GOAL OF THE EXERCISE: Starting at the line that holds "Could you point out the asphalt", copy every line exactly through the end of the data, and no others.

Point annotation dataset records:
_____

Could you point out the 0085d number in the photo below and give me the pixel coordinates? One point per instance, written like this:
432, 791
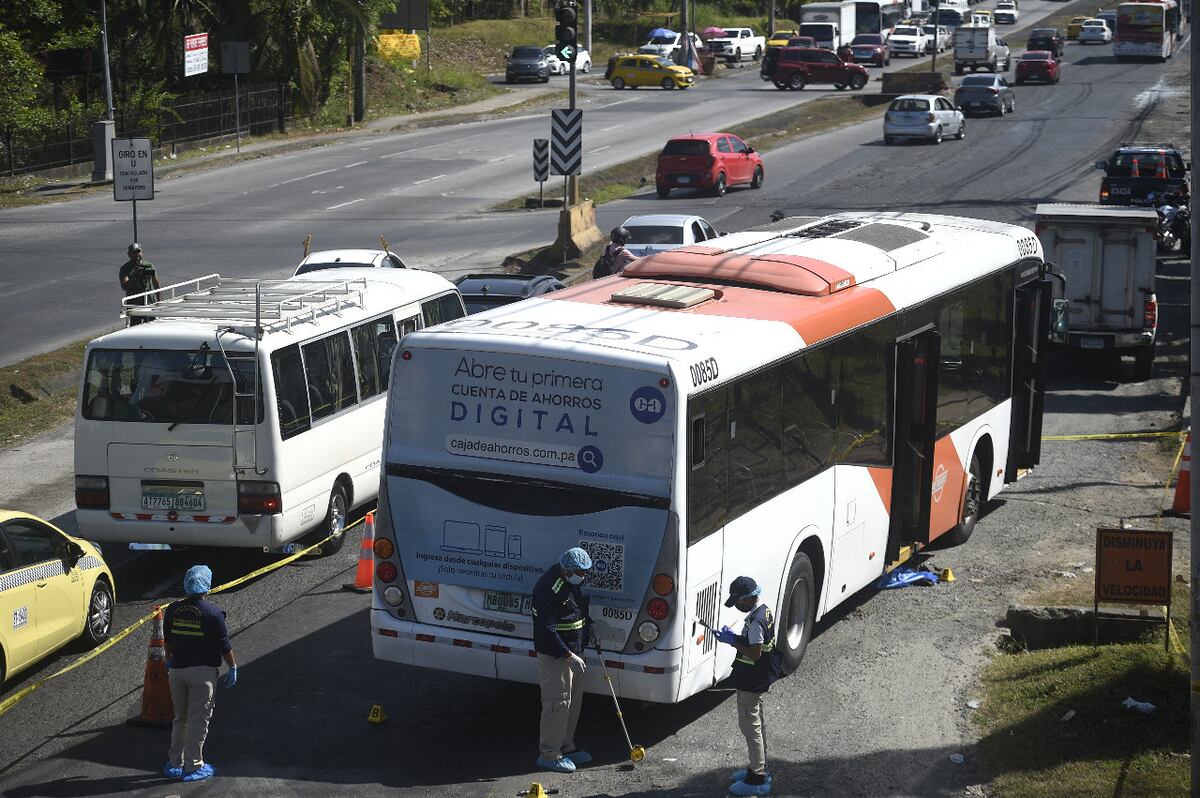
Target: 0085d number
705, 371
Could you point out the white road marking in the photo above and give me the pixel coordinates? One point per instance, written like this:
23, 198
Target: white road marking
307, 175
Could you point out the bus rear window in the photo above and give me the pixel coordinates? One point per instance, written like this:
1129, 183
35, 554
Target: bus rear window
166, 387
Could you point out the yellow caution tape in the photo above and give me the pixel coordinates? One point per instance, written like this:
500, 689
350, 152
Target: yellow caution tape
1117, 436
11, 701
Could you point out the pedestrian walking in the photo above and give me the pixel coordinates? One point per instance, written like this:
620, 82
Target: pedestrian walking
138, 276
197, 641
756, 667
561, 630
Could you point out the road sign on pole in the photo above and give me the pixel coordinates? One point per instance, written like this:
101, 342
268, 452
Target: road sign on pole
567, 141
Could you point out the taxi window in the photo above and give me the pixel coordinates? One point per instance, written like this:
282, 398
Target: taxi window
31, 543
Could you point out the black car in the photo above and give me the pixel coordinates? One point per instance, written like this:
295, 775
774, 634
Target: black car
527, 64
1047, 39
1135, 171
485, 292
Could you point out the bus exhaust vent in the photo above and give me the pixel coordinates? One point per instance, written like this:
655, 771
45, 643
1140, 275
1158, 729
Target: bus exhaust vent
825, 229
885, 237
664, 295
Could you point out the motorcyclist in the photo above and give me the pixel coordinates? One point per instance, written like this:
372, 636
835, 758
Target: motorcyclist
138, 276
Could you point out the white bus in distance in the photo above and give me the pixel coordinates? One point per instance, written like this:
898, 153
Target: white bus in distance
805, 405
192, 431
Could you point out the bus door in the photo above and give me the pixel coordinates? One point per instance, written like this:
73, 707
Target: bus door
912, 438
1031, 351
708, 441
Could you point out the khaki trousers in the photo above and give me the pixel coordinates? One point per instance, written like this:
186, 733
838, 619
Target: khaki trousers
750, 721
562, 694
191, 689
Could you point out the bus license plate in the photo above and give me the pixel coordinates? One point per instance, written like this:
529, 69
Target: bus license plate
514, 603
165, 497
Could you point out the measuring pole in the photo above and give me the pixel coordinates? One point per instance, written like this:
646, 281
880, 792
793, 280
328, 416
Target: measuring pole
1194, 376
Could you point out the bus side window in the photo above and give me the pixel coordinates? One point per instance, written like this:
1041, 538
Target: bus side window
291, 391
707, 479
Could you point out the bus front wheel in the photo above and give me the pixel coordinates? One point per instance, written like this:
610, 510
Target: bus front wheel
799, 607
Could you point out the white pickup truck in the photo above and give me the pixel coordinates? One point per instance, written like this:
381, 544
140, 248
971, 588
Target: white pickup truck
738, 45
1108, 257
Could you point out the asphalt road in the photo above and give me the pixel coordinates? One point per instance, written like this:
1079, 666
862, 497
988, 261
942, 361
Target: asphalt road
423, 191
879, 703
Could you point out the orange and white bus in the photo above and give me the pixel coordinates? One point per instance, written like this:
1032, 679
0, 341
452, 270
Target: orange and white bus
805, 403
1147, 29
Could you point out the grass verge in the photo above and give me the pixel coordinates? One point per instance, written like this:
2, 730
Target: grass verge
768, 132
39, 393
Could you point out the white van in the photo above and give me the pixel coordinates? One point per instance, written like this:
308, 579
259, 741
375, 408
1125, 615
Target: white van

_____

WRITTEN SOLUTION:
Could you point out the asphalt road in the photo above and give me the pixel coordinates? One point per instance, written like this:
1079, 666
862, 497
988, 261
942, 361
Target: asphalt road
423, 191
879, 703
Could you point out the orange and white bus in the photo above and give me the pixel coordinates? One point per instance, written like this:
1032, 679
0, 341
452, 270
Target: orange and white bus
805, 403
1147, 29
Could you point out the grass verge in the photo above and give me the pixel coordinates? One point per instance, written like this:
2, 730
Target: grass verge
768, 132
39, 393
Could you point out the white van in the photo above and give me the pixel coordinates? One point per instance, written like this:
308, 579
259, 741
375, 408
1125, 615
Target: white van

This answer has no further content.